» What the task requires: Please rewrite the data that begins at the line containing "Each instance of the branch" and ends after the line containing "[(707, 416), (277, 115), (276, 769)]", changing "dots" to "markers" and leaving everything else the same.

» Data shown:
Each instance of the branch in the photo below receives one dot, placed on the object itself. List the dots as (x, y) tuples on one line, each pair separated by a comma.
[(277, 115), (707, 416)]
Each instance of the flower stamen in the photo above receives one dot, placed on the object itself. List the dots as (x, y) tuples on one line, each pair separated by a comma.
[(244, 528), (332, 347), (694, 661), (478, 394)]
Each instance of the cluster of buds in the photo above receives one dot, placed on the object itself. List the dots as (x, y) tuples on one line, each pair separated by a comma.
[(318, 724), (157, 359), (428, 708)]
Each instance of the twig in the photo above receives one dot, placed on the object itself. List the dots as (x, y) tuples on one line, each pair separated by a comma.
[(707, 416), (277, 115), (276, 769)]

* * *

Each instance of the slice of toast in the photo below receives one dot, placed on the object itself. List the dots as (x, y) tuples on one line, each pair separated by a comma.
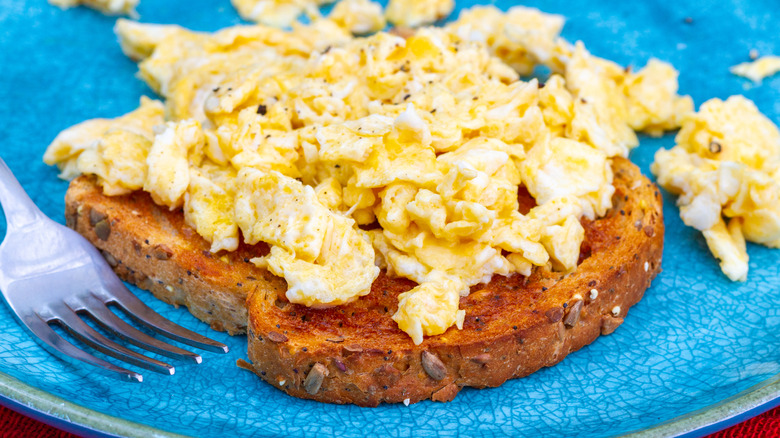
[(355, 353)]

» Answer:
Each instance of the branch in the photo below receives one dot, placed on the object itself. List the markers as (x, y) tuples on one line, each pair separated by a comma.
[(277, 115), (707, 416)]
Each instance of the flower stamen in the photo above receives one dot, placed on the object itself. List the markers as (x, y) tuples on one line, each pair separated by a comma.
[(244, 528), (332, 347), (694, 661), (478, 394)]
Each instance of the cluster of buds in the photo above receives one dot, placed on the object itself. List the markers as (x, y) tuples on one line, each pair separated by a comma.
[(318, 724), (157, 359), (428, 708)]
Each instance of the twig in the photo above receives one dot, placed on the object itself. List the markers as (x, y) tuples on one line, each pair separated by a comma.
[(707, 416), (277, 115), (276, 769)]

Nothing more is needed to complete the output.